## Stated exercise 1
Please name every person mentioned by name in the datathon account below, in the order they first appear.

########

In the same email that brought the news of event cancellation, Ian Milligan also mentioned the possibility of organizing the event online through Zoom and Slack. Within a few weeks, the Archived Unleashed team modeled the online datathon and provided us the new schedule. Samantha Fritz wrote a detailed report on how the team moved this event online. I appreciate the efforts of Samantha Fritz, who throughout this transition, stayed connected with us participants, and answered all of our doubts regarding the event and the canceled travel expenses.



The online datathon was modeled to be flexible, the mantra was “to go with the flow”. It was considerate towards difficulties in working from home. The datathon was joined by seven organizers and 13 researchers from different backgrounds. Over the years, the members of the Web Science and Digital Libraries research group (WS-DL) at Old Dominion University (ODU) have participated in several of the Archived Unleashed datathons (Vancouver 2018Toronto 2018, London 2017, San Francisco 2017, Toronto-II 2016Toronto-I 2016). This year, I (Kritika Garg) had the honor to represent the WSDL research group.

Day 1 (March 26, 2020)

The day started with my phone buzzing with the datathon reminder. I got ready to attend the first Zoom meeting of the day. Ian Milligan started the datathon by giving an introductory presentation. He introduced the organizing team and briefly described the datathon’s objective, the importance of web archives, and WARC files. We were informed that we will be using Google Collab Notebooks and Compute Canada VMs for computation. We also got an overview of the Archive Unleashed Project where they have been developing tools like Archive Unleashed Toolkit and Archive Unleashed Cloud to make it easier for users to access and analyze web archive collections. At the end of the introductory presentation, participants introduced themselves and talked about what they find interesting about web archives.
Afterward, Samantha Fritz and Alexander Thurman introduced the Ivy Plus datasets and Columbia University datasets (https://github.com/archivesunleashed/notebooks/tree/master/datathon-nyc#datasets). We got to work with the derivatives of these web archive collections thanks to Nick Ruest who made them easily accessible through Dataverse and Zenodo. Nick Ruest gave us the demo on how to set up Google Collab Notebooks. They provided us with two Archived Unleashed Notebook samples: PySpark notebook and text analysis notebook.


The team formation process was very creative. Jimmy Lin instructed us on how the teams will be formed. The AU team had prepared a google sheet with three different color columns: technique (red), question (yellow), and dataset (blue). The participants were encouraged to write down their ideas in these columns. For example, we had to write the dataset we are interested in exploring in the blue column, research questions that we could ask using a given dataset in the yellow column, and techniques we would use to analyze the given dataset in the red column. After an idea was written in the cell of the google doc, the participants interested in working along on that particular idea started leaving comments on that cell. The comments varied from “+1” indicating they are interested in the idea to participants commenting about the contribution they would like to make to the idea. This process helped to start the process of team formation, the real teams were actually formed later in the Slack channel. After some ideas started flowing and a good amount of clusters formed around that idea, we moved to Slack datathon channel for further communication. Each team with a number of members and a concrete research question started creating the separate Slack channel for their team communication. The ideas which could not gather enough interested participants were abandoned and participants started migrating to different groups. Through this novel process of team formation, we end up with four teams with 3-4 members in each.

########

## Stated exercise 2
Tally the lines of the listing below that contain the string "window". Reply with the number alone.

########

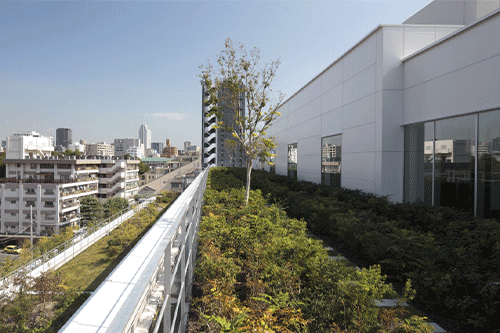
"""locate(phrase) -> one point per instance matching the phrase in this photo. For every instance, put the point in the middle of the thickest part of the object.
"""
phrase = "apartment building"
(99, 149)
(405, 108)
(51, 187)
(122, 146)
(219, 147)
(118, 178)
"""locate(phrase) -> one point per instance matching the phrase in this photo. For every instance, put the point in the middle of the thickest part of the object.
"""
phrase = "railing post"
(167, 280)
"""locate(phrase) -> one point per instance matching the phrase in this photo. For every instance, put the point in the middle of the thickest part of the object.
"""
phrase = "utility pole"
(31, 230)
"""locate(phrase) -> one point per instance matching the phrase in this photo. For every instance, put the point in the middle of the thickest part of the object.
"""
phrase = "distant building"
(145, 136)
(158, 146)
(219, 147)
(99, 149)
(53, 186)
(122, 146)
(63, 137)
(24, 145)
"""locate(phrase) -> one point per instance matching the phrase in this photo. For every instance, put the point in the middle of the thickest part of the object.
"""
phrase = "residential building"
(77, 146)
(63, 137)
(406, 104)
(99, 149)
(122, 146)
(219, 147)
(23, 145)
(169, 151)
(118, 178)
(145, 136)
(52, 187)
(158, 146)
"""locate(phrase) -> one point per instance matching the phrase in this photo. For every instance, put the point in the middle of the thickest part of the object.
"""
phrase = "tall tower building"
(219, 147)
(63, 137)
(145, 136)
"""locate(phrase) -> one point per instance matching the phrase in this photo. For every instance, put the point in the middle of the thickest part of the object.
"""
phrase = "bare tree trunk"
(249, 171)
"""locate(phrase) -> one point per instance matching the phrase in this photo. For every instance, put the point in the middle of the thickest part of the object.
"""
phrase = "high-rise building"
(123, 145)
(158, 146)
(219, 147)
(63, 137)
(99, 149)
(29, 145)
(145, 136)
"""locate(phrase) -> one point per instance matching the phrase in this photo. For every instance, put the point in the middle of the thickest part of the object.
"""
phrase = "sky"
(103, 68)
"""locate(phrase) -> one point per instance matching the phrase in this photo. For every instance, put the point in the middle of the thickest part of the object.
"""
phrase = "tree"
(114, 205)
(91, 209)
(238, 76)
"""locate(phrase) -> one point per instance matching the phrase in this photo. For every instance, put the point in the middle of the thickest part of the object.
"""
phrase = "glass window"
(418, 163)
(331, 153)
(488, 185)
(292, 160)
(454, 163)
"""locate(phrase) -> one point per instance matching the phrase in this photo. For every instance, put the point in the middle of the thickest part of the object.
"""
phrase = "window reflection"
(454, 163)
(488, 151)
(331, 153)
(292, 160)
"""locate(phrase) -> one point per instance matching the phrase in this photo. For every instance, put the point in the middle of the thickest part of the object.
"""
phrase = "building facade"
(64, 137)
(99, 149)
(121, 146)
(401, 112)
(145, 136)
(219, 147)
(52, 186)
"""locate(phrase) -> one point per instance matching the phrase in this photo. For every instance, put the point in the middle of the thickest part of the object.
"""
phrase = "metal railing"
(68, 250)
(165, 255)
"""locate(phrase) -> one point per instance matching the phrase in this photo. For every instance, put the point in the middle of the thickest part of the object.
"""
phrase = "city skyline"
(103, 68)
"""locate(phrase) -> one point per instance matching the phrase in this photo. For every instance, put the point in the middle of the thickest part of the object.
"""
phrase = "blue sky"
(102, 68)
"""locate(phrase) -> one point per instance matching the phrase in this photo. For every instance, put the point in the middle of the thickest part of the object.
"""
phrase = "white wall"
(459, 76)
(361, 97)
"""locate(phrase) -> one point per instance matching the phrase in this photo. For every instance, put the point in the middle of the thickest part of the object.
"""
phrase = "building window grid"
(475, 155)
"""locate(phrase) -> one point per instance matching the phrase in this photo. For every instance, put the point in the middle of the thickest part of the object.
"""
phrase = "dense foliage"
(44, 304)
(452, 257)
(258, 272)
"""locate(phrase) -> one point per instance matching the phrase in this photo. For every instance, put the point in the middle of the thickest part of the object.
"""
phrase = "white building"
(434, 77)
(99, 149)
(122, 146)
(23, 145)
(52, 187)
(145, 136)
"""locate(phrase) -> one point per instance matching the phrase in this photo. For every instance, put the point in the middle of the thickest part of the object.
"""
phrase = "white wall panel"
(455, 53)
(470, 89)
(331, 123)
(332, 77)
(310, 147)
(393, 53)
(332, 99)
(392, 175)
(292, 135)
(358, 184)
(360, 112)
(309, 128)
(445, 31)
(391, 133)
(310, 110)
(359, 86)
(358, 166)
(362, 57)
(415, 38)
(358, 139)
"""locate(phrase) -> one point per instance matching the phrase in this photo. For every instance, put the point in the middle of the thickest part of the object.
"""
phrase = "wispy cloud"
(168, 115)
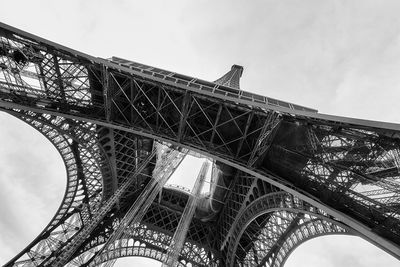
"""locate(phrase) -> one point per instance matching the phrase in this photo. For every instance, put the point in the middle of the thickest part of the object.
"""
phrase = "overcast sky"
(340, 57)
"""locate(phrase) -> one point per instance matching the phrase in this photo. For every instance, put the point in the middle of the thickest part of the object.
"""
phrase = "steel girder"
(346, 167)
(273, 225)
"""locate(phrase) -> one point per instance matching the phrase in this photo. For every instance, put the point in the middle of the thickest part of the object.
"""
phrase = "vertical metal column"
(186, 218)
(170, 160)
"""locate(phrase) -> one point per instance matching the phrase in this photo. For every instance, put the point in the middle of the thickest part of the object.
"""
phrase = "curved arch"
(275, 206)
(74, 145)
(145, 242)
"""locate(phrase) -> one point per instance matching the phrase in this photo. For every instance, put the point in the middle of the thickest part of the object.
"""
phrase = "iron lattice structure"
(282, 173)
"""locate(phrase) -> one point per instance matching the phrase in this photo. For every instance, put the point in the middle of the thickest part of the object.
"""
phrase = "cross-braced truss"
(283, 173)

########

## Full solution 1
Ian Milligan, Samantha Fritz, Kritika Garg, Alexander Thurman, Nick Ruest, Jimmy Lin

## Full solution 2
3